Problem to solve: Retype the article on rural and coastal health inequalities word for word, starting at "A combination of" and ending after "health literacy programmes.".

Excerpt:
┌────────

PIF member Health Education England (HEE) has unveiled plans to help tackle health inequalities in rural and coastal areas.

A combination of worsening health, ageing populations, social deprivation and workforce staffing issues are leaving health and care services in these locations facing serious challenges.  

New HEE plans set out an ambition to help reduce ill health and inequalities through education, training and use of digital technology.

The plans include health literacy programmes.

Urban-rural health inequalities

Rural communities tend to have older populations than urban areas meaning worse health and a greater need for health and care services.

However, access to services is often poorer than in urban settings.

HEE's announcement coincided with the release of a three-year parliamentary inquiry which revealed an urban-rural divide in accessing healthcare

Patrick Mitchell, director of innovation, transformation and digital at HEE, said: “We know that rural and coastal communities are facing serious health challenges. 

"Services are having to meet the needs of populations with worsening health and range of significant physical and mental health conditions, while also trying to address staffing shortages in key disciplines.

“Addressing longstanding inequalities requires a new vision for professional practice in rural and coastal areas which is locally distributed, community embedded and where education and learning leads to greater collaboration with other partners in health, care, local authorities, and communities."

└────────

Referring expression data
┌────────

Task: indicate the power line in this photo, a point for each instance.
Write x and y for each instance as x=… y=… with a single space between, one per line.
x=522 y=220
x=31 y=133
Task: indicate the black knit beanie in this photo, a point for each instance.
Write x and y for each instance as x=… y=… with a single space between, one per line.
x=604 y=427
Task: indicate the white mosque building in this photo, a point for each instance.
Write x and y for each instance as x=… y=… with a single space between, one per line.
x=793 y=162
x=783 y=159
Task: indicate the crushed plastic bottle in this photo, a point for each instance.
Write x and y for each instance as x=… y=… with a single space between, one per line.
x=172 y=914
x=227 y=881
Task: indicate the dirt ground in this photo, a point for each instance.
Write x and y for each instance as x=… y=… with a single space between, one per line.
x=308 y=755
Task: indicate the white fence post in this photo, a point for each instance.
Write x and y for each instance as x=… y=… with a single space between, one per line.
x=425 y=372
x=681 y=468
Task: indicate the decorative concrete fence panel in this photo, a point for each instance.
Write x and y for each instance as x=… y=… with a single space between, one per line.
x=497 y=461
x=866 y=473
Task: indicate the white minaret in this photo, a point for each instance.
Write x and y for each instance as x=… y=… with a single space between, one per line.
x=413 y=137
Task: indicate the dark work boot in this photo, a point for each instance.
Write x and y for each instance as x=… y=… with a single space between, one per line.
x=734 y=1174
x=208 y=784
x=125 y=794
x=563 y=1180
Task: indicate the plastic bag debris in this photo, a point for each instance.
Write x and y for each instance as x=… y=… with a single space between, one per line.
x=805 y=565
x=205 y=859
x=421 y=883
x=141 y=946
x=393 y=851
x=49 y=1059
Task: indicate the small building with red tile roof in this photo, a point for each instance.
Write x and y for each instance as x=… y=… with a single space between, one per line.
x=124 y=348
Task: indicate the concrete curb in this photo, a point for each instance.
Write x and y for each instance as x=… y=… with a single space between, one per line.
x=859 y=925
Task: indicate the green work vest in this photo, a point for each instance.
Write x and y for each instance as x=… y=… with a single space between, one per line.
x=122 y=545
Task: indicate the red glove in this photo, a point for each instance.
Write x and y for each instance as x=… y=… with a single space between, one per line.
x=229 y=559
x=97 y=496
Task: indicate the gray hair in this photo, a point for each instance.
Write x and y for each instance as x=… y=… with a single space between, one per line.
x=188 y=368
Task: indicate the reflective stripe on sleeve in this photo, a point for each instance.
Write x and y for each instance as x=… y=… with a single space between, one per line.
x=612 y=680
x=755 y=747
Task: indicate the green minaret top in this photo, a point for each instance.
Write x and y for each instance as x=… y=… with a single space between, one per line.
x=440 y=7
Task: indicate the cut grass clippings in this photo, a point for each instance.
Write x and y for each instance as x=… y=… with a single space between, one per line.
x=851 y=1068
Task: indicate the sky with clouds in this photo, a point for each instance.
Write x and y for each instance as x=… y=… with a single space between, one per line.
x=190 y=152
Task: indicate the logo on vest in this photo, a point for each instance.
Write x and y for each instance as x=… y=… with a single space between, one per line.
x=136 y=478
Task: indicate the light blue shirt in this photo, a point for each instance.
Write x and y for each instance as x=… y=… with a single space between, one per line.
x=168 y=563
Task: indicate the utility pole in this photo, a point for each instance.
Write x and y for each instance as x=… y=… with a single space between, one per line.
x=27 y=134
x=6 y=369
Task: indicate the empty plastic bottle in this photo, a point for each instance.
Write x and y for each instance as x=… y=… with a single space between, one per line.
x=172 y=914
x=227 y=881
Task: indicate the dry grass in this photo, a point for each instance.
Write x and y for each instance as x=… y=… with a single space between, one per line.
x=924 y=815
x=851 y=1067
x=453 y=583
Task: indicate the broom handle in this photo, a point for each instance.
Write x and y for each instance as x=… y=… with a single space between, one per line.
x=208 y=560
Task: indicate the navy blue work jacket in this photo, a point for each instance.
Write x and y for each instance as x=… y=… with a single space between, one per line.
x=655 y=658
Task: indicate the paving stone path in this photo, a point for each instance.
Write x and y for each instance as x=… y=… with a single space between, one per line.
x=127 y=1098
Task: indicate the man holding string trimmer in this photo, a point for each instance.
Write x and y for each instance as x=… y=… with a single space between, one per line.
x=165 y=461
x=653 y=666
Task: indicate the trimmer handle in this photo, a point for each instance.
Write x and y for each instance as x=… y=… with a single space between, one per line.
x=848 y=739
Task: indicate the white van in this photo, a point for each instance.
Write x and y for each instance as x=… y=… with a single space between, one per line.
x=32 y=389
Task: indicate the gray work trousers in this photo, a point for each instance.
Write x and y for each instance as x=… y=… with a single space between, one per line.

└────────

Response area:
A combination of worsening health, ageing populations, social deprivation and workforce staffing issues are leaving health and care services in these locations facing serious challenges.  

New HEE plans set out an ambition to help reduce ill health and inequalities through education, training and use of digital technology.

The plans include health literacy programmes.